▶ [Consigne A]:
D'après l'extrait sur les systèmes Macintosh, jusqu'à quelle version ces systèmes sont-ils gratuits ?

▶ [Extrait source]:
▬▬▬▬▬▬
Rectification : aucun système Macintosh n'est "libre", par contre, tous ces systèmes, du premier au 7.5.5 *inclus* sont gratuits, et ça n'est qu'à partir du 7.6 que la licence d'utilisation n'est plus concédée gratuitement par Apple (qui met gracieusement à disposition sur son site le système 7.5.3 ainsi que la mise à jour 7.5.5). Pour préciser un peu les choses, Apple mets gracieusement à disposition la licence d'utilisation de tous les systèmes antérieurs au retour de Steve Jobs chez Apple (le 7.6 était le premier dans lequel il ait mis son nez).

"Libre" et "gratuit", ça n'est absolument pas la même chose. "Libre", le logiciel est laissé à la disposition de la communauté sous la condition que celle ci fasse retour des modifications qu'elle lui apporte (une licence comme GNU, par exemple). "Gratuit", seule la licence d'utilisation est concédée, mais il est interdit de modifier le logiciel, et même de le désassembler pour en consulter le code.



cdbvs a dit:


> Ton SE30 à de grandes facultés



Bon, faut pas exagérer non plus, c'est vrai que c'est une machine intéressante, mais dans le cadre d'une utilisation de type "collectionneur nostalgique". Ne vas pas penser que je n'aime pas cette machine (ça a été mon premier Mac "à moi", tous ceux qui me sont passé dans les mains avant étaient ceux de la boite où je bossais), mais il faut être conscient qu'elle est totalement dépassée.

Ah, autre chose, bien qu'elle gère l'adressage 32 bits, sa ROM n'est pas "32 bits clean", et pour utiliser des applications ne supportant pas l'adressage 24 bits, il faut utiliser une extension nommée "Mode32" qui doit être sur le site d'Apple, mais qu'on peut aussi trouver ici.

D'ailleurs, le site de mon lien est une mine à explorer pour animer ces anciennes machines.


----------



## Grencer (5 Novembre 2011)

Merci beaucoup pour toutes ces infos !


----------
▬▬▬▬▬▬
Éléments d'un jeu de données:
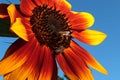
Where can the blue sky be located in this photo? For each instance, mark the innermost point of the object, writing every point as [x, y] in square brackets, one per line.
[107, 20]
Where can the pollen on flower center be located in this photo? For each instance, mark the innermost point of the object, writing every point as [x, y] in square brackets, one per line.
[51, 28]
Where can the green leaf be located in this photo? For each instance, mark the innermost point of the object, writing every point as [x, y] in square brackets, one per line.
[5, 28]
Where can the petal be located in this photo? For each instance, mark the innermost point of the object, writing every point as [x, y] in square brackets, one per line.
[13, 13]
[24, 71]
[14, 47]
[77, 65]
[48, 61]
[63, 5]
[19, 29]
[41, 2]
[87, 57]
[3, 11]
[15, 60]
[67, 69]
[6, 76]
[91, 37]
[81, 20]
[26, 6]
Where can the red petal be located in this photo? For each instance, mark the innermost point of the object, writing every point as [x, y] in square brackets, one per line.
[14, 47]
[81, 20]
[3, 11]
[27, 6]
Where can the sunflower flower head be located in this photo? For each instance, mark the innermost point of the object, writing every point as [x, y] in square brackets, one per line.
[46, 29]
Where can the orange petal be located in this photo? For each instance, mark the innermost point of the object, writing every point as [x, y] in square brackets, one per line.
[24, 71]
[27, 6]
[13, 13]
[81, 20]
[6, 76]
[67, 69]
[14, 47]
[41, 2]
[89, 59]
[48, 61]
[91, 37]
[3, 11]
[16, 59]
[19, 28]
[77, 65]
[63, 5]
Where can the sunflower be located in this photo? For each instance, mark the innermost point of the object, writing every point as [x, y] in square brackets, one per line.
[46, 29]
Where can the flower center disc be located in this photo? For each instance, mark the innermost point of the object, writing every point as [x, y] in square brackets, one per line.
[51, 28]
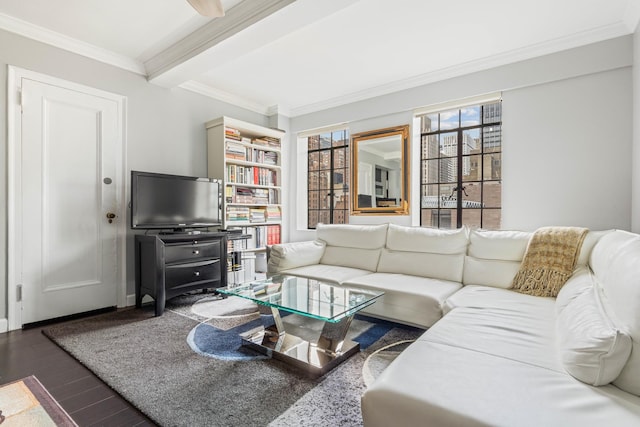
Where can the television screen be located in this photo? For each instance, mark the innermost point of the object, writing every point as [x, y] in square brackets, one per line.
[174, 202]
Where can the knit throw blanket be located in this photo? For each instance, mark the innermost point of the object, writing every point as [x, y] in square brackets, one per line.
[549, 260]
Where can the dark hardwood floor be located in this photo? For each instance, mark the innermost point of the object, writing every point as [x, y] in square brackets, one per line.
[88, 400]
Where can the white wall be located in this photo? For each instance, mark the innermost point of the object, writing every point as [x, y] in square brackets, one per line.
[635, 167]
[165, 128]
[566, 153]
[567, 116]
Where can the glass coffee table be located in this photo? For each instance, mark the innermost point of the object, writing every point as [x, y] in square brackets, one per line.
[334, 305]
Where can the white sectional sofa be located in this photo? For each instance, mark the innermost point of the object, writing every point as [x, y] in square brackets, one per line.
[490, 356]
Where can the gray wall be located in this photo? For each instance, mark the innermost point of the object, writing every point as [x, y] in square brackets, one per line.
[165, 128]
[567, 135]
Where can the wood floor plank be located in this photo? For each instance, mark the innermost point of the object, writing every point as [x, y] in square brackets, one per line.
[88, 400]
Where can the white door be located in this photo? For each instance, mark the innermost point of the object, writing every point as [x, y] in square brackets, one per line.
[68, 172]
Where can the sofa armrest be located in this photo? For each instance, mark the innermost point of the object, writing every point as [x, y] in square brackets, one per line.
[284, 256]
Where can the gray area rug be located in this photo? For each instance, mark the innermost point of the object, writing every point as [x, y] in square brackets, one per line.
[147, 360]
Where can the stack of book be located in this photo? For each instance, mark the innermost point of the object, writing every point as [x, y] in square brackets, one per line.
[238, 213]
[257, 215]
[235, 151]
[273, 213]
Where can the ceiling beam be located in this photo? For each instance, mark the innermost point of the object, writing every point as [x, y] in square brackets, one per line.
[168, 67]
[247, 27]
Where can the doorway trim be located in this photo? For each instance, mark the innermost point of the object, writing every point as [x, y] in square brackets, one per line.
[14, 171]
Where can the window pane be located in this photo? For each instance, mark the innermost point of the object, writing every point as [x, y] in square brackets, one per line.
[472, 195]
[314, 181]
[430, 196]
[450, 120]
[430, 171]
[324, 180]
[492, 194]
[430, 147]
[339, 138]
[472, 217]
[492, 113]
[471, 168]
[449, 144]
[313, 142]
[314, 161]
[492, 166]
[324, 217]
[325, 140]
[313, 219]
[325, 160]
[491, 219]
[492, 138]
[339, 158]
[429, 123]
[470, 116]
[314, 200]
[448, 170]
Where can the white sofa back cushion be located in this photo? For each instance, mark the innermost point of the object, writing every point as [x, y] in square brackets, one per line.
[592, 349]
[427, 240]
[494, 257]
[365, 259]
[435, 266]
[425, 252]
[353, 236]
[296, 254]
[615, 263]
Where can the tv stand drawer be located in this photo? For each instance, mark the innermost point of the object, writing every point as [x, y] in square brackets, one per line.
▬▬▬▬▬▬
▶ [Consigne B]:
Extrayez des enregistrements chaque ligne qui contient le mot "sunflower".

▶ [Réponse complète A]:
Jusqu'au système 7.5.5 inclus.

▶ [Réponse complète B]:
Where can the sunflower flower head be located in this photo? For each instance, mark the innermost point of the object, writing every point as [x, y] in square brackets, one per line.
Where can the sunflower be located in this photo? For each instance, mark the innermost point of the object, writing every point as [x, y] in square brackets, one per line.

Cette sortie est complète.